- WHAT YOU SHOULD DO -
Every line of the entries that holds the word "gray" is to be copied.

(Dataset records)
=== Begin Enclosure ===

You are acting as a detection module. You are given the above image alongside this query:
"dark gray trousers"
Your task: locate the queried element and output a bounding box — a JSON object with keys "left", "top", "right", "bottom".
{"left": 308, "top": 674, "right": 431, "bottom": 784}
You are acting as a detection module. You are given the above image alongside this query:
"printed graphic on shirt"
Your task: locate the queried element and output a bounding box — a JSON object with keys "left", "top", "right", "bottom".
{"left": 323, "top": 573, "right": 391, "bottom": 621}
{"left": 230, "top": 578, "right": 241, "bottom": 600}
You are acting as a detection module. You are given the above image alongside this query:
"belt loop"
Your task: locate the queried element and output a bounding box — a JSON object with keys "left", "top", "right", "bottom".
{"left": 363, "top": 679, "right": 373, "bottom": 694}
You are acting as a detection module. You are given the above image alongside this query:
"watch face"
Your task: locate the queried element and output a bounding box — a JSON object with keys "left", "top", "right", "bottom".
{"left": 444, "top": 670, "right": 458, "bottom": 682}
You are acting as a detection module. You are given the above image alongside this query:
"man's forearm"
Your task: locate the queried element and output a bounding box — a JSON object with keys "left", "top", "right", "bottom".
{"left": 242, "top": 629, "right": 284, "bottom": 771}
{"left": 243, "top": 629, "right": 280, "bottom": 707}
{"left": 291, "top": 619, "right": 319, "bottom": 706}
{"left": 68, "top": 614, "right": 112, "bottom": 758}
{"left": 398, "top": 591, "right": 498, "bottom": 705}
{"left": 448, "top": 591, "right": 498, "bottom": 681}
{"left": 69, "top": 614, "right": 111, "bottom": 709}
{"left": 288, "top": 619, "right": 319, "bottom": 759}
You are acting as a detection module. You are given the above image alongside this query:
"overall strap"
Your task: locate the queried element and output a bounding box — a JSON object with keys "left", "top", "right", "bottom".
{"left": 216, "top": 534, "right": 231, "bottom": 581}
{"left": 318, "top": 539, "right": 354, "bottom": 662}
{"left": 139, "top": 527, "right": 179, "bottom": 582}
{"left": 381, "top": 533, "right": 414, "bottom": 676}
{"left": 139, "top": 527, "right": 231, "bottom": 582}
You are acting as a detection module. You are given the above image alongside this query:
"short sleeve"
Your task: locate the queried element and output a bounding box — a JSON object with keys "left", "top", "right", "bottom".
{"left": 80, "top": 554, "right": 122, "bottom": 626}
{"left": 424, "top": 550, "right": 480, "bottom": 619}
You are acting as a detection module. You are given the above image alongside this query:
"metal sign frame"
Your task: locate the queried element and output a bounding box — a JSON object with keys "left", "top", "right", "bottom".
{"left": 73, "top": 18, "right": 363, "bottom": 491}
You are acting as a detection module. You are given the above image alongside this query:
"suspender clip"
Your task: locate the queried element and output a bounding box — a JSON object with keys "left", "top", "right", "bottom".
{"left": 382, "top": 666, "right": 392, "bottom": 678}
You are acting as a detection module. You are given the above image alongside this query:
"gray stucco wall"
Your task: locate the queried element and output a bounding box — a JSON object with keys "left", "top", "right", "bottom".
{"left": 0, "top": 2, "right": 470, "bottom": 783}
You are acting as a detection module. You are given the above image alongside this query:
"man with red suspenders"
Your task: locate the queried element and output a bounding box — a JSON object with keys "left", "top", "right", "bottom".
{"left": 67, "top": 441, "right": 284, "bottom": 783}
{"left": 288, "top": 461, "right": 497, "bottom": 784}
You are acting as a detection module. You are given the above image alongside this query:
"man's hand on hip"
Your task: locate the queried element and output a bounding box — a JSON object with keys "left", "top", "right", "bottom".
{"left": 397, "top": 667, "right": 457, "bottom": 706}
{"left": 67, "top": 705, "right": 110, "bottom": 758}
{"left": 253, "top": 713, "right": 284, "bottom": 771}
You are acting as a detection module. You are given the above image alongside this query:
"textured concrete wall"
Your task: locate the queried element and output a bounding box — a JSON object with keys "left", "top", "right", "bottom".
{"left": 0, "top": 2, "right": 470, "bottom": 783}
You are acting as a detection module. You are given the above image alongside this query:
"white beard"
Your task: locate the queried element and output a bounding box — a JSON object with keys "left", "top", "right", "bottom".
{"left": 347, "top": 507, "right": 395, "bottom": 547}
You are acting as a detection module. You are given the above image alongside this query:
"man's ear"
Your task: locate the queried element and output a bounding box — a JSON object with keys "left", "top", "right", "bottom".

=== End Enclosure ===

- THE ANSWER -
"dark gray trousers"
"gray stucco wall"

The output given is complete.